* **Passage to read**:
The European Consortium of Liberal Arts and Sciences, or ECOLAS, is a non-governmental educational consulting group based in Europe, that proposes to address key issues associated with undergraduate education as a consequence of the reforms initiated by the Bologna Process.  It was founded by three international educators, Samuel Abraham, President and Rector of the Bratislava International School of Liberal Arts (Slovakia), Hans Adriaansens, Dean of Roosevelt Academy (Netherlands), and Laurent Boetsch, President Emeritus of European College of Liberal Arts, Berlin (Germany).

Mission

The mission of ECOLAS is to work within the sphere of European undergraduate education to foster and disseminate good practices essential to nurturing the ideals and skills necessary for lifelong learning and good citizenship that are embedded in the educational tradition of the liberal arts and sciences.

* **Supplied records**:
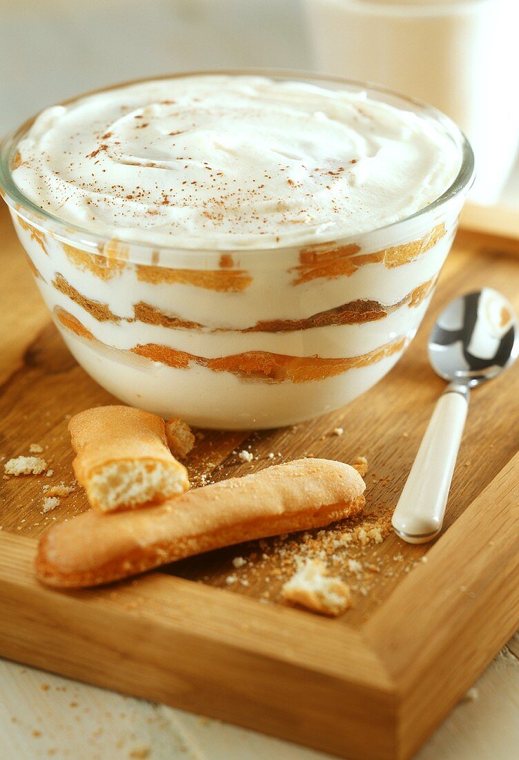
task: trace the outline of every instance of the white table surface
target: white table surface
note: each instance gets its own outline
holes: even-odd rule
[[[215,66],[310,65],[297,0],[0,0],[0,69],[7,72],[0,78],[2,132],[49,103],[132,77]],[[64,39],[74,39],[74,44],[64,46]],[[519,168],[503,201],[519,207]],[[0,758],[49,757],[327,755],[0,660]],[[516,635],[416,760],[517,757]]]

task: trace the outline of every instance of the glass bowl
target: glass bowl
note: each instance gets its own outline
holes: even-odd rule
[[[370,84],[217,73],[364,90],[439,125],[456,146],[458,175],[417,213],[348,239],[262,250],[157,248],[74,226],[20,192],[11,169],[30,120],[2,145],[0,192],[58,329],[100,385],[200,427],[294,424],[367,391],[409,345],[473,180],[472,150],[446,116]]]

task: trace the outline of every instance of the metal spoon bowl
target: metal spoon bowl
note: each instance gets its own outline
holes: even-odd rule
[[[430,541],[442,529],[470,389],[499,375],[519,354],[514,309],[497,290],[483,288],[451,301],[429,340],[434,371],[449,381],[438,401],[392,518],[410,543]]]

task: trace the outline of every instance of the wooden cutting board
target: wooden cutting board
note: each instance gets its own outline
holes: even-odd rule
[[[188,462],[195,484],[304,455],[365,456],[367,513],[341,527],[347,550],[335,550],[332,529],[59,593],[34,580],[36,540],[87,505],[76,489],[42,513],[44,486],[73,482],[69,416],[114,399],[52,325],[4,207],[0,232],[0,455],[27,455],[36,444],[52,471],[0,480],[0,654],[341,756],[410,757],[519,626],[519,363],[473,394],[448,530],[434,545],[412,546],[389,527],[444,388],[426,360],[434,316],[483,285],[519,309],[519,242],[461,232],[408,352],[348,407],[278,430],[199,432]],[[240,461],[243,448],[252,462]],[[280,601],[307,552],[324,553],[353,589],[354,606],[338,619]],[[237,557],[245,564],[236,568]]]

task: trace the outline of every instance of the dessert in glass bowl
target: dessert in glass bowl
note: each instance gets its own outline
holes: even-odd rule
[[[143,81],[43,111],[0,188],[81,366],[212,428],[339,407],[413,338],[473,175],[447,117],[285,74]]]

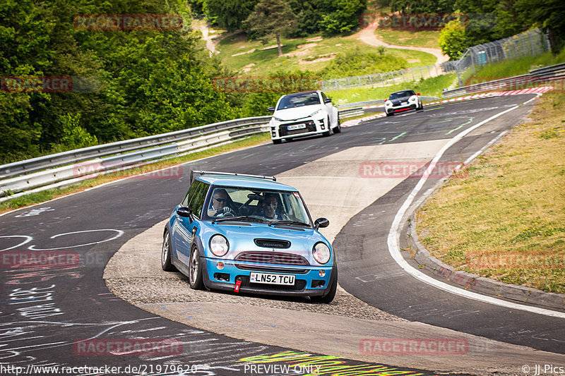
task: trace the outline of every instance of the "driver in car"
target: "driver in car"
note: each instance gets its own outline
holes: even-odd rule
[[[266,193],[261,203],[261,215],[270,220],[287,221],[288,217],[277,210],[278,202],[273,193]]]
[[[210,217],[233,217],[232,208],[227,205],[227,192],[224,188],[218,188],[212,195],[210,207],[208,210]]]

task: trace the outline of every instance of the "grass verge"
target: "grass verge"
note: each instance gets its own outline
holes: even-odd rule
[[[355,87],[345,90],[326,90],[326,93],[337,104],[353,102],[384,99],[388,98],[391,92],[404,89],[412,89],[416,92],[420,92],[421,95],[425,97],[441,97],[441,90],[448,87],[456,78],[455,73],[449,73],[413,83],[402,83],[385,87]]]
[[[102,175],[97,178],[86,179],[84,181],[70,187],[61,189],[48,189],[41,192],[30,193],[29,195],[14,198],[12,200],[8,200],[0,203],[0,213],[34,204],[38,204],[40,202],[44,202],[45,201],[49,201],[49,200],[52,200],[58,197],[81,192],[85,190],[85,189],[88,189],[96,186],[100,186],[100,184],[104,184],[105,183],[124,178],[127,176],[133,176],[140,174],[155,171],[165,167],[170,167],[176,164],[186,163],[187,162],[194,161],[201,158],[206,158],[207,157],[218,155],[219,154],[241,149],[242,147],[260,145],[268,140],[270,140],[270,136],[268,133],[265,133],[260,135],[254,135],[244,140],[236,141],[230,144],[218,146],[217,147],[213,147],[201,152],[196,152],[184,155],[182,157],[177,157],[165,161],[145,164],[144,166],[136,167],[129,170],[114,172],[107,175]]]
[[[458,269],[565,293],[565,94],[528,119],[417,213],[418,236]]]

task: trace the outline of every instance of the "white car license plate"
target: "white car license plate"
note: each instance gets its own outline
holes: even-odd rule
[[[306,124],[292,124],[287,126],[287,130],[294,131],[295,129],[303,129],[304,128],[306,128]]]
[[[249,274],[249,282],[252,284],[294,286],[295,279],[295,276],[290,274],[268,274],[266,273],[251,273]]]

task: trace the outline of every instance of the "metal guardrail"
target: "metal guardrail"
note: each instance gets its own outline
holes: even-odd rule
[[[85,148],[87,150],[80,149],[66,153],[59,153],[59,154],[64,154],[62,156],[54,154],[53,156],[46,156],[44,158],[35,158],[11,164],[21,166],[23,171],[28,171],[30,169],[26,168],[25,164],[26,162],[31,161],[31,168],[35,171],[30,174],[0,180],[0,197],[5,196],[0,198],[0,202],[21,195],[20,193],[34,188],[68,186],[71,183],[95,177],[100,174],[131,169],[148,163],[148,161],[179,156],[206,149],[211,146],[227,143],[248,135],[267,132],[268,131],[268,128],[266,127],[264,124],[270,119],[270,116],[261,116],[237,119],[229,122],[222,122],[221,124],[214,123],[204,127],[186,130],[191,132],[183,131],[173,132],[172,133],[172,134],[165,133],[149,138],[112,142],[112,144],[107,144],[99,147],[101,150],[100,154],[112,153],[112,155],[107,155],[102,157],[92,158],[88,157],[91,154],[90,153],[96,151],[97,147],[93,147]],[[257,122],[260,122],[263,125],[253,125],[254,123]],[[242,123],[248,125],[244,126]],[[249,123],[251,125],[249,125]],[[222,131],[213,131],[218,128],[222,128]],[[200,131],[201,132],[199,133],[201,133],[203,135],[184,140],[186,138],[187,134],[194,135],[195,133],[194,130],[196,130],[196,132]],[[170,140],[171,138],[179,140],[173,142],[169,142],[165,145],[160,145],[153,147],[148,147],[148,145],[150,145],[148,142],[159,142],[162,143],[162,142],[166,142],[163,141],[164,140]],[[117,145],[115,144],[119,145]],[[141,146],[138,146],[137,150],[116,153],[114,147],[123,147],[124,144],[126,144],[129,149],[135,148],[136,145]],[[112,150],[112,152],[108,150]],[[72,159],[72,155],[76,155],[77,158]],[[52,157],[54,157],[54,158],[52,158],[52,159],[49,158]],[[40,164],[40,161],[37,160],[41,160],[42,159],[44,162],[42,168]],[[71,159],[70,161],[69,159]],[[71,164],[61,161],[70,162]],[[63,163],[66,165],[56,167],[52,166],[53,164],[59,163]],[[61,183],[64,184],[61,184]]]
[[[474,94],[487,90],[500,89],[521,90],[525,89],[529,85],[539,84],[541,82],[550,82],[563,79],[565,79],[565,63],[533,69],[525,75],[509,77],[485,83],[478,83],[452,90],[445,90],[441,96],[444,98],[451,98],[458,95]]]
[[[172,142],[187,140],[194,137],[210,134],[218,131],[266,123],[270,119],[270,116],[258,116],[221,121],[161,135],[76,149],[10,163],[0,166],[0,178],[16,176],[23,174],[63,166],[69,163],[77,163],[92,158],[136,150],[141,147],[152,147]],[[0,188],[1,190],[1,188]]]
---
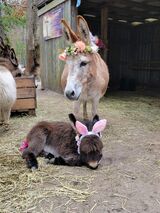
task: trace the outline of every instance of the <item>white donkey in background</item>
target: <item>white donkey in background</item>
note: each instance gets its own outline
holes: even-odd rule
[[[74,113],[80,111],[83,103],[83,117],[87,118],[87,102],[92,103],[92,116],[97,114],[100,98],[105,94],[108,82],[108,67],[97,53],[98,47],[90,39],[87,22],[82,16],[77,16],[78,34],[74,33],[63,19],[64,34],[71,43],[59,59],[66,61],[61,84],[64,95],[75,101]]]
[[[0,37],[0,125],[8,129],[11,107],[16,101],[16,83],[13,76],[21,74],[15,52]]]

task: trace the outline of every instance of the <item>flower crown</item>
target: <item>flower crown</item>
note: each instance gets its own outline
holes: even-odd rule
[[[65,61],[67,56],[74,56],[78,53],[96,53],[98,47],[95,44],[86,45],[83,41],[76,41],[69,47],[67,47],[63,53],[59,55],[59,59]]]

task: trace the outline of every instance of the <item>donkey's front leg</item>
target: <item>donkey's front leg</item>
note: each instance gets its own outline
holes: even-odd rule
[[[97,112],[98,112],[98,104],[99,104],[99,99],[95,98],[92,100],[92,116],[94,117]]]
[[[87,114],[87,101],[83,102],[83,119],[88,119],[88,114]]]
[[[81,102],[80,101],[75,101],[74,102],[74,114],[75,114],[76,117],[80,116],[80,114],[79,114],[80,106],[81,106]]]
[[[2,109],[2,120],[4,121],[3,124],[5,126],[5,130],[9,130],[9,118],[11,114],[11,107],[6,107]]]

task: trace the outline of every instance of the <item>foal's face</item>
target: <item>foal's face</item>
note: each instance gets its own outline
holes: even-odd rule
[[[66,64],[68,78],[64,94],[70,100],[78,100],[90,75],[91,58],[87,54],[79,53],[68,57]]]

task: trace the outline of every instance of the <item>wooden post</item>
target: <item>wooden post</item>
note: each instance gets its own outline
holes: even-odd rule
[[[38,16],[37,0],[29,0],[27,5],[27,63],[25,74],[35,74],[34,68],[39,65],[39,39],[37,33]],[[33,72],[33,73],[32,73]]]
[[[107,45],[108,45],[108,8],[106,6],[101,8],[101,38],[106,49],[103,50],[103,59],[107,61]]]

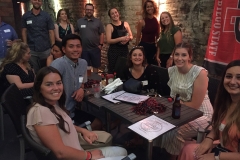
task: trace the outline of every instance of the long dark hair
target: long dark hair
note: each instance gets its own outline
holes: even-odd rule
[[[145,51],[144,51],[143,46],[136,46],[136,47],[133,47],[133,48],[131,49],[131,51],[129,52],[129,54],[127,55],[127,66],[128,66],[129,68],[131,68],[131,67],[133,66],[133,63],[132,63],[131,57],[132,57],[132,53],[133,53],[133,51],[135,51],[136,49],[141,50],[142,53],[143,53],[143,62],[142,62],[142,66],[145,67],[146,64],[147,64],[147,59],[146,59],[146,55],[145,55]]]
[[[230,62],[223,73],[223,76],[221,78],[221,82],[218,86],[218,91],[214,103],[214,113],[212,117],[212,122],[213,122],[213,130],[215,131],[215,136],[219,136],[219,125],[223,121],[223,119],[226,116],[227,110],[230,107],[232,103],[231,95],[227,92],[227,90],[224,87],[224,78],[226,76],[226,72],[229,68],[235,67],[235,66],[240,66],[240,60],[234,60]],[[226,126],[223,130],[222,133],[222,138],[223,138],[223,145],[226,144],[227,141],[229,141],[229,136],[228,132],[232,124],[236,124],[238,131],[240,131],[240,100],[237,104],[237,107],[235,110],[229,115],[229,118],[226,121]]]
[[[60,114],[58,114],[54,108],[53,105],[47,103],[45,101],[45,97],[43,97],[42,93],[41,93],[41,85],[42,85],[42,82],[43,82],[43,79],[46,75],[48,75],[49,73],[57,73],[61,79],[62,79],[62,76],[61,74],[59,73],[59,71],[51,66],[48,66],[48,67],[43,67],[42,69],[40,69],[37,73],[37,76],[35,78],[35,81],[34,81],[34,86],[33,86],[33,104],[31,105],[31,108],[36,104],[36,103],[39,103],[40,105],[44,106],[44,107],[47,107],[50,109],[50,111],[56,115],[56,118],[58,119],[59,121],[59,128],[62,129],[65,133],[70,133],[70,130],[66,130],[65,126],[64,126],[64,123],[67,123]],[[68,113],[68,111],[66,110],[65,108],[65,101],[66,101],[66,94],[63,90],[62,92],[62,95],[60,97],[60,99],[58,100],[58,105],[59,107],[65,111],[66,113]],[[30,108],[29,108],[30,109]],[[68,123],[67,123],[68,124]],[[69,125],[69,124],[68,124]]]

* **What is asked**:
Update the ECOLAS text by writing out everything from "The European Consortium" down to "arts and sciences." again, with each "undergraduate" changed to "bachelor's-level".

* **Exercise response**:
The European Consortium of Liberal Arts and Sciences, or ECOLAS, is a non-governmental educational consulting group based in Europe, that proposes to address key issues associated with bachelor's-level education as a consequence of the reforms initiated by the Bologna Process.  It was founded by three international educators, Samuel Abraham, President and Rector of the Bratislava International School of Liberal Arts (Slovakia), Hans Adriaansens, Dean of Roosevelt Academy (Netherlands), and Laurent Boetsch, President Emeritus of European College of Liberal Arts, Berlin (Germany).

Mission

The mission of ECOLAS is to work within the sphere of European bachelor's-level education to foster and disseminate good practices essential to nurturing the ideals and skills necessary for lifelong learning and good citizenship that are embedded in the educational tradition of the liberal arts and sciences.